:: BRIEF ::
Retype, exactly as they appear below, the lines between the line holding "241L580 238L549 241L551" and the line holding "333L388 375L252 463L218", both ends included.

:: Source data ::

---------------

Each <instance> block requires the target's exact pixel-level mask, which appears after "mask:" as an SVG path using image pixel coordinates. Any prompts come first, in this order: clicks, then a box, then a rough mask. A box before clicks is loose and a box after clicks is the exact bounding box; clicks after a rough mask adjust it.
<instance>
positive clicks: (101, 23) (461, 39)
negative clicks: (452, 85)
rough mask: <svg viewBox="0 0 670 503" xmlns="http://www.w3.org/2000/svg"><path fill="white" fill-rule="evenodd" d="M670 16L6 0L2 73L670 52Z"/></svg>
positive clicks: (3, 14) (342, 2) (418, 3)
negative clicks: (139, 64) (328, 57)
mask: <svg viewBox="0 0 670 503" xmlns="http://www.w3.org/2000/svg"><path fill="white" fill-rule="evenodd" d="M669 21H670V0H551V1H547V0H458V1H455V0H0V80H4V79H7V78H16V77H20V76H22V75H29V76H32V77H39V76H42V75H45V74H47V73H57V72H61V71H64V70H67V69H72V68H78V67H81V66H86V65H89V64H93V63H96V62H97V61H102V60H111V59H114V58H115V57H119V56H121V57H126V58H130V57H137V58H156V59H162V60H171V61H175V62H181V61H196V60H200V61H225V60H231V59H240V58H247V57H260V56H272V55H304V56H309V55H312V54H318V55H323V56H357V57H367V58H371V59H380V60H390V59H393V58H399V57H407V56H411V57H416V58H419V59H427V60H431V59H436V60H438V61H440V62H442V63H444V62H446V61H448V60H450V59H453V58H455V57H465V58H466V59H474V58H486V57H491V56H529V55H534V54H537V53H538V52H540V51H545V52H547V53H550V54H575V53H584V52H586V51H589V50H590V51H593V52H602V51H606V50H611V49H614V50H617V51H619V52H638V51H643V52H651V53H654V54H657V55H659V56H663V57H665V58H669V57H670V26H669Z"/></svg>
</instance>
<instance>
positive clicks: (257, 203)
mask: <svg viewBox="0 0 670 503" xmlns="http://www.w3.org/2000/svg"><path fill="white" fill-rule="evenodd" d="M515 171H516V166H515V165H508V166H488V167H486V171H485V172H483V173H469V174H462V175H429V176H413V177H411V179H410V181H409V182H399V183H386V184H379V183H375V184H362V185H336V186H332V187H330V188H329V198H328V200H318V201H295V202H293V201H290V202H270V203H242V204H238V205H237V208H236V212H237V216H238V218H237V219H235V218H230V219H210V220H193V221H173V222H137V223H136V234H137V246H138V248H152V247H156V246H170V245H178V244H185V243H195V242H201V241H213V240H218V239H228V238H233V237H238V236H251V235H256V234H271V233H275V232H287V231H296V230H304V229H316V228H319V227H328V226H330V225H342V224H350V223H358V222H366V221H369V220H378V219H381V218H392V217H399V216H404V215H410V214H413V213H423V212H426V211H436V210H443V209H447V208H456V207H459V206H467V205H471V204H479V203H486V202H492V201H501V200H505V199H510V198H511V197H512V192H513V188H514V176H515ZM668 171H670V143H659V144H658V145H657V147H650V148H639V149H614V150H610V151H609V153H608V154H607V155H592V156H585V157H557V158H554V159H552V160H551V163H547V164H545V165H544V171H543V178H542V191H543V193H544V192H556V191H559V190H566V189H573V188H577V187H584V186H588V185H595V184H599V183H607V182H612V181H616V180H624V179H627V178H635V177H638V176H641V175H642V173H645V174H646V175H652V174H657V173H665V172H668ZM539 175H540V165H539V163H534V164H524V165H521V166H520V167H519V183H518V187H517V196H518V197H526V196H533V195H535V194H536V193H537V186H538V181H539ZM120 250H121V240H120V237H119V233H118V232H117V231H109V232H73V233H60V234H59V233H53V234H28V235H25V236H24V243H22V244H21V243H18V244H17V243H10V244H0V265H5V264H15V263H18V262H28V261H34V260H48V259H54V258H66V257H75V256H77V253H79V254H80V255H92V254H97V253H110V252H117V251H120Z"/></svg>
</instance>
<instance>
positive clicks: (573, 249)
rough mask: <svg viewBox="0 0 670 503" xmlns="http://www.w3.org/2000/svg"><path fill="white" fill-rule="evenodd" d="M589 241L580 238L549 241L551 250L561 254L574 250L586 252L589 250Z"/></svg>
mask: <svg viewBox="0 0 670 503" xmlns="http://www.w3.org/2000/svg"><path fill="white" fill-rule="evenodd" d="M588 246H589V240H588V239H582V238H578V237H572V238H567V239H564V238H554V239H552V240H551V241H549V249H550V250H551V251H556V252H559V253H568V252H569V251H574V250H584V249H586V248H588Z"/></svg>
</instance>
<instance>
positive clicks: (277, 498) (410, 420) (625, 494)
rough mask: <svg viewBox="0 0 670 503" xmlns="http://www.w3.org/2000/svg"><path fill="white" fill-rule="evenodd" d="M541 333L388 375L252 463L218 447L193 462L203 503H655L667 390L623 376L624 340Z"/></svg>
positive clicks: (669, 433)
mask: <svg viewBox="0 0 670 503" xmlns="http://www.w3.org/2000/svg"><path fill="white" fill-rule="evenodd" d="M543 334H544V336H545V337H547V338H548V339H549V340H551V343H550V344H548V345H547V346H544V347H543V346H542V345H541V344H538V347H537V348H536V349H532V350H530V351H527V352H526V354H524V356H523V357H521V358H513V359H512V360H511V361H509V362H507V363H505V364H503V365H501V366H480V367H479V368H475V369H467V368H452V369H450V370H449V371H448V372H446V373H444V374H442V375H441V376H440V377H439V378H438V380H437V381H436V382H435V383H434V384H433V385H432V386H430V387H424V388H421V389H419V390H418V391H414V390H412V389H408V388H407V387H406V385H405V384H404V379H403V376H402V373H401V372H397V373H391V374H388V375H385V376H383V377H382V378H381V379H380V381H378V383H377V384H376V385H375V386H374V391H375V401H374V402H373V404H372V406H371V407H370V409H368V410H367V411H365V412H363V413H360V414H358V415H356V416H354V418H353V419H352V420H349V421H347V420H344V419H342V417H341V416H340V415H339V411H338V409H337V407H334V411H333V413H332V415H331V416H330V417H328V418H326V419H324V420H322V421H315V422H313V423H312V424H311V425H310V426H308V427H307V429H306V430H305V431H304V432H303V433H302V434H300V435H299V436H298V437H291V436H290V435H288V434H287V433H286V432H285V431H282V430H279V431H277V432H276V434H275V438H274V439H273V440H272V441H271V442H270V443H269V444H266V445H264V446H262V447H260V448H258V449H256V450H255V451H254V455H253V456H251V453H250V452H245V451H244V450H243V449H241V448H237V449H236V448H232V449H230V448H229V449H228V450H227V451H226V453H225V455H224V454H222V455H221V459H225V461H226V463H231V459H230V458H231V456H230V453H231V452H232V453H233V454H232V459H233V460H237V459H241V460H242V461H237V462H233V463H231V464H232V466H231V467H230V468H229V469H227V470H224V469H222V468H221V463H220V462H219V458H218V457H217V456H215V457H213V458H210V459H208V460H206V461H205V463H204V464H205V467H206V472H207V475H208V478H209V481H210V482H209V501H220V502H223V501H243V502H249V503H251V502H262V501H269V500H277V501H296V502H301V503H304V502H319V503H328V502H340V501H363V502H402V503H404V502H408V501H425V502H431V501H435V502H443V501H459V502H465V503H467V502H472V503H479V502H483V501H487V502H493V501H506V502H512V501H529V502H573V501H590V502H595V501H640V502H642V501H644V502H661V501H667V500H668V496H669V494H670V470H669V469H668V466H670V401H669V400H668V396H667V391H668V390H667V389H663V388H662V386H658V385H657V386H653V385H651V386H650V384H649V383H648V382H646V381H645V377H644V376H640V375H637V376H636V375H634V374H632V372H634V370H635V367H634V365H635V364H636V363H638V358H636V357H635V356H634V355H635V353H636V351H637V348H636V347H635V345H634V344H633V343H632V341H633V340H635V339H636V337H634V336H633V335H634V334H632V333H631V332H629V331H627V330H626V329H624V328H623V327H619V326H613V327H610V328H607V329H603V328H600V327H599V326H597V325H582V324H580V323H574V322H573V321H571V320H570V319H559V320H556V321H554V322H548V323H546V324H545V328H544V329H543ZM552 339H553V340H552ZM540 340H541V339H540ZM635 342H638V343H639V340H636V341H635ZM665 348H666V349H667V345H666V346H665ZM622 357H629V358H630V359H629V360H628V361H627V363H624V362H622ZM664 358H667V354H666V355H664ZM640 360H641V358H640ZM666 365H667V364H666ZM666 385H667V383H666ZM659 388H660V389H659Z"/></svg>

---------------

:: FINAL ANSWER ::
rough mask: <svg viewBox="0 0 670 503" xmlns="http://www.w3.org/2000/svg"><path fill="white" fill-rule="evenodd" d="M589 241L580 238L549 241L551 250L561 254L574 250L586 252L589 250Z"/></svg>
mask: <svg viewBox="0 0 670 503" xmlns="http://www.w3.org/2000/svg"><path fill="white" fill-rule="evenodd" d="M588 246H589V240H588V239H582V238H578V237H572V238H567V239H564V238H554V239H552V240H551V241H549V249H550V250H551V251H556V252H559V253H568V252H569V251H574V250H584V249H586V248H588Z"/></svg>
</instance>
<instance>
positive clicks: (277, 498) (410, 420) (625, 494)
rough mask: <svg viewBox="0 0 670 503" xmlns="http://www.w3.org/2000/svg"><path fill="white" fill-rule="evenodd" d="M541 333L388 375L252 463L218 447L193 462L203 503H655L667 390L623 376L624 340Z"/></svg>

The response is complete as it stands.